= THE REQUEST =
Express the rows below as a two-column CSV with the headers input and output. Give one line per row, with its text and its answer each in a single quoted field and line breaks replaced by spaces.

= MATERIAL SHOWN =
[start]

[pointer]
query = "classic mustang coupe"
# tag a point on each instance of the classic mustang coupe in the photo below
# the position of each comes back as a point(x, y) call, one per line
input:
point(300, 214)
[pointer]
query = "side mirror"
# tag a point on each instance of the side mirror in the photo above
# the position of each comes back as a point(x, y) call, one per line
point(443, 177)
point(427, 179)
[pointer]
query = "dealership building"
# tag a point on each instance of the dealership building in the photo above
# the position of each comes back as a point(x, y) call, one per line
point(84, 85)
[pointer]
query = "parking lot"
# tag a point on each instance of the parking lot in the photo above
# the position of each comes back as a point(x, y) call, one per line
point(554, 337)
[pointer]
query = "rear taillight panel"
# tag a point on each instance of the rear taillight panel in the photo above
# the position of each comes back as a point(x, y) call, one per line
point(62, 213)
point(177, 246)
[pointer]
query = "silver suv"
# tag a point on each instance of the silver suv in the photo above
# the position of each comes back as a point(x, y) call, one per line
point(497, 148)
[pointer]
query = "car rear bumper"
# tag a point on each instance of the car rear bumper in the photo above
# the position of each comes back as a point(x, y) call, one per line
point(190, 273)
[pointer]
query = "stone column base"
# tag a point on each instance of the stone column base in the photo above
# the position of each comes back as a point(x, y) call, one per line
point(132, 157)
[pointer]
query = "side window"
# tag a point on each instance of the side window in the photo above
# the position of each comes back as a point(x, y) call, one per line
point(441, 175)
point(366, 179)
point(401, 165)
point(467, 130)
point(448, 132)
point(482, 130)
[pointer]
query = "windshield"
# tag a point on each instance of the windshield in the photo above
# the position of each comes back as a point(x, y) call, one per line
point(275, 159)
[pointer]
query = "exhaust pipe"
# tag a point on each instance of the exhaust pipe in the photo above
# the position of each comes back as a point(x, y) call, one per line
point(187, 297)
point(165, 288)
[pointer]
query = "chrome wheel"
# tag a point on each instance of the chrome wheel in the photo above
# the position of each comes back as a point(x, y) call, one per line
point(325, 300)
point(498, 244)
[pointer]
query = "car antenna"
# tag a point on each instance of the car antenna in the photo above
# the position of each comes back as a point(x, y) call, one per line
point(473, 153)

[end]

= SOLVED EXERCISE =
input,output
"[pointer] query = ""classic mustang coupe"" # tag a point on each instance of the classic mustang coupe in the photo below # the position of each comes back as a point(x, y) call, one per line input:","point(300, 214)"
"[pointer] query = ""side mirror"" # tag a point on each instance of the side mirror in the photo above # the position of each comes back as a point(x, y) call, one per line","point(443, 177) point(427, 179)"
"[pointer] query = ""dealership building"" # tag a point on each instance of the dealership building in the photo above # the position of each comes back as a point(x, y) call, one per line","point(84, 85)"
"[pointer] query = ""parking lot"" # tag a point on each instance of the parking lot in the photo above # the position of each comes back as a point(x, y) call, one per line","point(554, 337)"
"[pointer] query = ""rear taillight panel"" # tag a point on each instance of the rear taillight panel in the photo above # the position of each comes back as a point(x, y) call, one per line","point(62, 213) point(177, 246)"
"[pointer] query = ""silver suv"" # tag a point on each instance of the silver suv in the photo above # the position of each comes back as a point(x, y) call, one per line","point(497, 148)"
"[pointer] query = ""car rear bumper"" # tag a point on each instance of the car rear bumper in the photo above # the position of each comes back as a point(x, y) call, one per line","point(190, 273)"
"[pointer] query = ""stone column base"" # tag a point on each instance of the stone column base in the photo above # the position of each comes back as a point(x, y) call, one per line","point(132, 157)"
"[pointer] query = ""side window"" # tag a point on each instance of the side window in the photo above # the position of each comes back as a point(x, y) call, one per line","point(441, 175) point(366, 179) point(401, 165) point(467, 130) point(448, 132) point(482, 130)"
"[pointer] query = ""windshield"" # tag a point on each instance of the windshield in the photo above # the position of each comes back as a point(x, y) call, one per line","point(275, 159)"
"[pointer] query = ""exhaust pipe"" # tag a point on each instance of the exhaust pipe in the photo above # the position of each comes back as a point(x, y) call, one per line","point(187, 297) point(165, 288)"
"[pointer] query = ""chrome wheel"" # tag a point on each instance of the chrome wheel in the photo above # the position of each comes back as a point(x, y) call, one per line","point(325, 300) point(498, 244)"
"[pointer] query = ""car antenna"" # tag a point on each instance of the car antenna in the photo above # the position of each comes back as a point(x, y) call, one per line","point(473, 153)"